No pictures belong in the answer. Repeat all the entries exactly.
----- Source records -----
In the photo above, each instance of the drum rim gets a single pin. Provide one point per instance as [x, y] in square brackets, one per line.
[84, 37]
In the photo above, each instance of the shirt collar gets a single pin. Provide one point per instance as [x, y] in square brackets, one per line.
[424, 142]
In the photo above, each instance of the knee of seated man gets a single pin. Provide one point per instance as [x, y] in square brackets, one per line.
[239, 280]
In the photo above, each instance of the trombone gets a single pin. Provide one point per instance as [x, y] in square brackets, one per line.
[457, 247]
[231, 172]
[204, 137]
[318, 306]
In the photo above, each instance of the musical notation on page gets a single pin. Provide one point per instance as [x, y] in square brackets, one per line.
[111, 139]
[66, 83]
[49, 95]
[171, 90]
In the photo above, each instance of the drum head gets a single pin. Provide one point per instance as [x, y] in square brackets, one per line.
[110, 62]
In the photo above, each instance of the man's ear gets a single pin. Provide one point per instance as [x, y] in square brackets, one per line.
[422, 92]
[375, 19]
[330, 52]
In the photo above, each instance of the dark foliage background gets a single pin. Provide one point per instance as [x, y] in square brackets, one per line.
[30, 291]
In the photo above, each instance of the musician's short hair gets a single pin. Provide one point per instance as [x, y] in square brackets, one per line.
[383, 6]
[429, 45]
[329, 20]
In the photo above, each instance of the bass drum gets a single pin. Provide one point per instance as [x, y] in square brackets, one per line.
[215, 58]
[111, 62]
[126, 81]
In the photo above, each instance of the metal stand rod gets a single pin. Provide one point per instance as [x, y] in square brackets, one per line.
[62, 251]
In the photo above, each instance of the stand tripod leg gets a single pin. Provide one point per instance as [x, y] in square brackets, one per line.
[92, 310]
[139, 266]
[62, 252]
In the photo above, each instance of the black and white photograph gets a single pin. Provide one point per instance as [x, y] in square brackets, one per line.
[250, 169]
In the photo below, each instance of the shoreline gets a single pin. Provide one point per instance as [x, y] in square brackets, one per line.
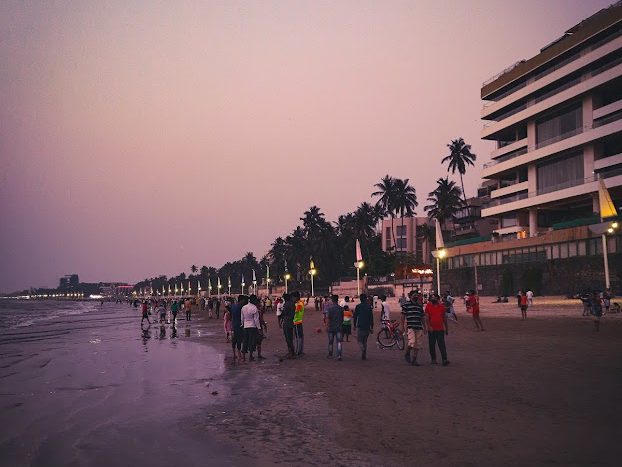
[510, 396]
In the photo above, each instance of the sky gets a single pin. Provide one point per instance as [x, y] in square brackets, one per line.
[140, 137]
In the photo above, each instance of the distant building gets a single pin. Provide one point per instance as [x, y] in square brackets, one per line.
[556, 120]
[69, 281]
[408, 237]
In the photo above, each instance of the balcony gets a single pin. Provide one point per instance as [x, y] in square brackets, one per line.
[550, 75]
[556, 193]
[586, 135]
[492, 128]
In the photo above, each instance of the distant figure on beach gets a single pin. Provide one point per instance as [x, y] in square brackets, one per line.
[436, 324]
[227, 324]
[597, 310]
[188, 309]
[364, 324]
[237, 328]
[287, 323]
[145, 311]
[162, 312]
[448, 301]
[523, 304]
[210, 308]
[413, 324]
[333, 320]
[298, 318]
[385, 309]
[347, 319]
[472, 303]
[174, 310]
[217, 307]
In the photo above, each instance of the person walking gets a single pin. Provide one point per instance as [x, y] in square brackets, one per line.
[145, 311]
[217, 307]
[597, 310]
[174, 310]
[472, 304]
[363, 323]
[333, 320]
[288, 311]
[448, 301]
[298, 317]
[385, 310]
[237, 328]
[252, 325]
[523, 304]
[436, 324]
[346, 327]
[413, 325]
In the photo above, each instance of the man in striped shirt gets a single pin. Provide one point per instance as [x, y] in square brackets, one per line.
[413, 318]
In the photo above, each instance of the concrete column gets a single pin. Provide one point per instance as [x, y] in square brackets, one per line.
[595, 203]
[588, 111]
[588, 160]
[531, 135]
[532, 179]
[533, 222]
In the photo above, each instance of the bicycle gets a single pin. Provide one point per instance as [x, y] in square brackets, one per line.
[390, 335]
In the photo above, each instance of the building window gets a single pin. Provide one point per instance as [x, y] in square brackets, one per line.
[562, 125]
[508, 220]
[563, 172]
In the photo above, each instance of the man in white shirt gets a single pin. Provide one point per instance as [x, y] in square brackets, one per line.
[385, 309]
[251, 324]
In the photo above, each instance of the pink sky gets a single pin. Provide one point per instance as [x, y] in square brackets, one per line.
[117, 117]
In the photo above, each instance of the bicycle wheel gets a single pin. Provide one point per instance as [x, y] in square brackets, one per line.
[385, 339]
[399, 339]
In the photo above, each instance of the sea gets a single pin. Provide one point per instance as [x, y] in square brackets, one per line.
[84, 384]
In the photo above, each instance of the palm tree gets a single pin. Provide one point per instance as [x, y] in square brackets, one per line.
[459, 157]
[386, 191]
[444, 201]
[405, 199]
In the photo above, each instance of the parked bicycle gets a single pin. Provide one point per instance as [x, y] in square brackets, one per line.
[390, 335]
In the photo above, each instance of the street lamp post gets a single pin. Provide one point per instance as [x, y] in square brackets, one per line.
[439, 254]
[358, 265]
[312, 272]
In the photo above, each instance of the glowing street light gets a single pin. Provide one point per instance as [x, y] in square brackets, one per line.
[312, 272]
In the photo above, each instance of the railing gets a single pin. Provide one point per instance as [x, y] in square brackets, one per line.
[553, 68]
[557, 187]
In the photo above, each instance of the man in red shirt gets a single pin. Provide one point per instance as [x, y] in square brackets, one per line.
[473, 308]
[436, 320]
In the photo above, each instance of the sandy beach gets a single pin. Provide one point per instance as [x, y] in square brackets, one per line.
[544, 391]
[89, 388]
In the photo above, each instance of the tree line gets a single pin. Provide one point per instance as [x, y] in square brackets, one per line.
[331, 245]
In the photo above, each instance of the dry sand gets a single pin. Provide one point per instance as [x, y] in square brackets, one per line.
[545, 391]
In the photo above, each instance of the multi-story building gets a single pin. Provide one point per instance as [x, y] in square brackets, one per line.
[408, 237]
[556, 120]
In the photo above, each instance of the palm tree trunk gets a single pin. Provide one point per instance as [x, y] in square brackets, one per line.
[393, 232]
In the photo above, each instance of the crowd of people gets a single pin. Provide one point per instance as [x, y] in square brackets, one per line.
[422, 317]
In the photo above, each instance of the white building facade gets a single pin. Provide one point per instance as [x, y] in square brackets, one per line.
[556, 120]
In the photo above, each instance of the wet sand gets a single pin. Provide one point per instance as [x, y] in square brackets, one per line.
[545, 391]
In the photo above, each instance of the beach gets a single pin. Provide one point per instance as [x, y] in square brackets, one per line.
[544, 391]
[91, 389]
-----
Solution for this exercise
In the photo above, each instance of the drum rim gets a single pin. Provide one point per instance as [x, y] in square brackets, one per line.
[84, 37]
In the photo above, each instance of the shirt collar gets a single pin. Provide one point per instance as [x, y] in square brackets, one per line.
[424, 142]
In the photo above, each instance of the knee of seated man gets a single pin. Provide one point per instance as [x, y] in square brackets, one per line.
[239, 280]
In the photo above, each instance of the trombone gets a single pin. Provide one point per instance as [x, y] in square brackets, one per line.
[457, 247]
[231, 172]
[204, 137]
[318, 306]
In the photo above, each instance of the musical notation on page gets a single pin. Provide one point per instance as [x, y] in square brackets, one per line.
[111, 139]
[66, 83]
[49, 95]
[171, 90]
In the photo above, each instance of the drum head gets a single pin. Provide one point per instance as [x, y] in square brackets, one per line.
[110, 62]
In the photo above, each instance of the man's ear gets a single pin. Provide one point per instance as [x, y] in square brackets, one per line.
[422, 92]
[375, 19]
[330, 52]
In the photo above, each instance of the dark foliage background gets a single pin. Provide one point per instance as [x, y] in square brackets, one per line.
[30, 291]
In the photo above, each instance of the musician's short hair gets a single pin. Provide one point per instance as [x, y] in square brackets, one per line.
[383, 6]
[429, 45]
[329, 20]
In the photo above, each instance of the bass drum gets a single pin. Provide one point per instance as [x, y] in square brackets, one per line.
[215, 58]
[111, 62]
[126, 81]
In the photo above, each instance of the metal stand rod gets a single pin. Provide one point per instance as [x, y] in square brackets, one per line.
[62, 251]
In the photo above, each instance of the stand tripod leg gets a single pin. Provide one point per instance as [x, y] in square brackets, one per line.
[92, 310]
[139, 266]
[62, 252]
In the photo above, each instance of the black and white photograph gets a single pin. Provide one point per instance as [x, y] in square brackets, one per line.
[250, 169]
In the photo below, each instance of the shoreline gets a single pin. Provide one point per instance as [x, y] in square brackets, one per line.
[510, 396]
In the photo above, each instance of the sky gets a single pin. Provide one point per instance as [x, y] in square brackets, one per line.
[140, 137]
In the photo above, each instance of the distant building gets a single pin. Provide one point per instance as [x, y] in square brackets, one per line.
[556, 120]
[69, 281]
[408, 237]
In the photo above, each instance of the balcony gets a single pin. Provide one point per instance as [x, y] in square brackets, one per line.
[550, 75]
[556, 193]
[586, 135]
[492, 128]
In the photo above, each instance of the distant figure on beach gets a single pin. Provide one point per instance as [x, y] in square brackets, one per line.
[436, 324]
[227, 324]
[597, 310]
[188, 309]
[364, 324]
[237, 328]
[287, 323]
[145, 311]
[162, 312]
[448, 301]
[523, 304]
[210, 308]
[413, 324]
[333, 320]
[298, 318]
[385, 309]
[347, 319]
[472, 303]
[174, 310]
[217, 307]
In the photo above, each instance of the person walking gets a single pin. Provide one point per instance as [x, y] in square brackets, one per line.
[145, 311]
[217, 307]
[597, 310]
[174, 310]
[472, 304]
[363, 323]
[333, 320]
[288, 311]
[448, 301]
[298, 317]
[385, 310]
[237, 328]
[252, 325]
[523, 304]
[436, 324]
[346, 327]
[413, 325]
In the photo above, each instance of the man in striped shirt gets a single pin. Provide one point per instance as [x, y] in square brackets, one per line.
[413, 318]
In the photo above, each instance of the concrete column gets a single pin. Provide one point per instance as [x, y] in square brackets, one per line.
[595, 203]
[588, 111]
[588, 160]
[531, 135]
[532, 179]
[533, 222]
In the photo above, each instance of the bicycle gets a single pin. Provide one point per instance as [x, y] in square brackets, one per line.
[390, 335]
In the photo above, each instance of the building window gets a single pin. Provide one point per instance as [x, y] in square brackets, one per line.
[562, 125]
[508, 220]
[563, 172]
In the photo above, each instance of the man in white shirt gets a single pin. Provide one point per instance as [x, y] in square brackets, one per line.
[385, 309]
[251, 324]
In the photo above, each instance of the pink sky gets a single pin. Provide one point per instance as [x, y] in square brackets, one per line.
[117, 117]
In the photo above, each instance of the bicycle wheel gets a single pin. Provide one point per instance as [x, y] in square brackets, one per line.
[385, 339]
[399, 339]
In the photo above, each instance of the sea gets a single pin. Provide one point per instance as [x, y] in square brackets, one per line.
[84, 384]
In the photo above, each instance of the palm tree gets a single pin. Provide one point per instance as [x, y] in square brackets, one per line.
[459, 157]
[386, 191]
[444, 201]
[405, 199]
In the photo above, each instance of the parked bicycle gets a single pin. Provide one point per instance as [x, y] in square brackets, one per line.
[390, 335]
In the photo above, each instance of the street lamp post gets a single pin. Provide one point per instance as [x, y] in square brackets, one per line.
[439, 254]
[358, 265]
[312, 272]
In the photo above, each instance of the glowing street light gets a single pin. Provide one point per instance as [x, y] in square brackets, one per line.
[312, 272]
In the photo above, each instance of the railing gets a single pin. Provide one point per instance as [x, y] in square brackets, one per line.
[553, 68]
[557, 187]
In the photo above, each instance of the man in red shirt gets a single pin. Provide one point per instance as [x, y] in square brackets, one per line.
[473, 308]
[436, 320]
In the photo above, each instance of the sandy beach gets a single pin. Provide one point per instance as [x, y] in square brackets, one per line.
[544, 391]
[89, 388]
In the photo above, each instance of the tree line gets a single pin. Provide one point per instance as [x, y] in square brackets, one per line.
[331, 245]
In the photo above, each instance of the dry sand gets a single pin. Provide one point per instance as [x, y] in square brackets, one per line.
[545, 391]
In the photo above, each instance of the multi-story building gets a single pin. Provide one point per instance as [x, y] in square brackets, one per line.
[408, 237]
[556, 120]
In the photo above, each instance of the palm tree trunk gets a single pin. Provide one point per instance as [x, y] in square brackets, one per line.
[393, 232]
In the photo above, each instance of the crowd of people gets a single pin. Provide one point per instance as [x, y] in square brackets, one per line.
[422, 317]
In the photo above, each instance of the white building facade gets a single pin. Provide one point per instance as [x, y] in square brackets, one per line.
[556, 120]
In the photo above, each instance of the wet sand gets a single pin. Provide one point per instance as [x, y] in square brackets, one per line.
[545, 391]
In the photo above, each instance of the beach gets a single pin. Provide one point per instance as [x, y] in square brackets, one per line.
[544, 391]
[91, 389]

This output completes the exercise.